(WHAT NEEDS TO BE DONE)
Pictures aside, quote the whole listing exactly.

(PROVIDED DATA)
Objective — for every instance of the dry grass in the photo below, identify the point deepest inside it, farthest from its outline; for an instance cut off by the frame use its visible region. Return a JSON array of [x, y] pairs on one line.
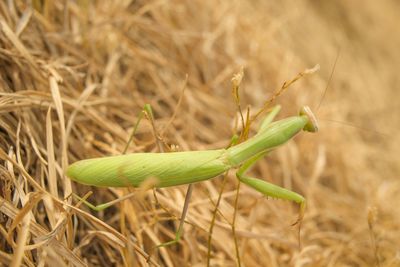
[[75, 74]]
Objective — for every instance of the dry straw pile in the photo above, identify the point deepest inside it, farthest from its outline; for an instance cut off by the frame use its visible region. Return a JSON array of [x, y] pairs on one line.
[[75, 74]]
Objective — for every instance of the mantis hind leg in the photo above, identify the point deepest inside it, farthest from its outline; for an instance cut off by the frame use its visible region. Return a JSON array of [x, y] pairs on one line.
[[179, 232], [146, 111]]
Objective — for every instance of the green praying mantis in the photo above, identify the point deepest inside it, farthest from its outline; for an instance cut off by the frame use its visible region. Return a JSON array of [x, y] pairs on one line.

(TASK SOLUTION)
Objective — for every instance of the dry grass in the photo below, identify the point deepest inside it, farthest from its outline; for an instance cut off by the frame use its visible region. Return a JSON array of [x, y] pairs on one line.
[[75, 74]]
Objective — for every instance of the dry straw pile in the photo above, identify the point deepest inside it, farthest from its outline; for an instance cut off by the frame use its visible region. Return a JSON array of [x, y] pairs on one line.
[[75, 74]]
Objective — for every instance of the mantis hind leg in the photo above, identify the point deepest inside it, farthest from its outline; for an instance cut off by the frame use its visible region. Return a JSON array of [x, y] pairs on one line.
[[179, 232], [146, 111]]
Objective — for every instance of the green praying mantis in the photo above, identify the point deepest inside it, farthest from its outline; for an instance cut off by the frame use its visible region. Return a JSON array of [x, y] pairs on one line.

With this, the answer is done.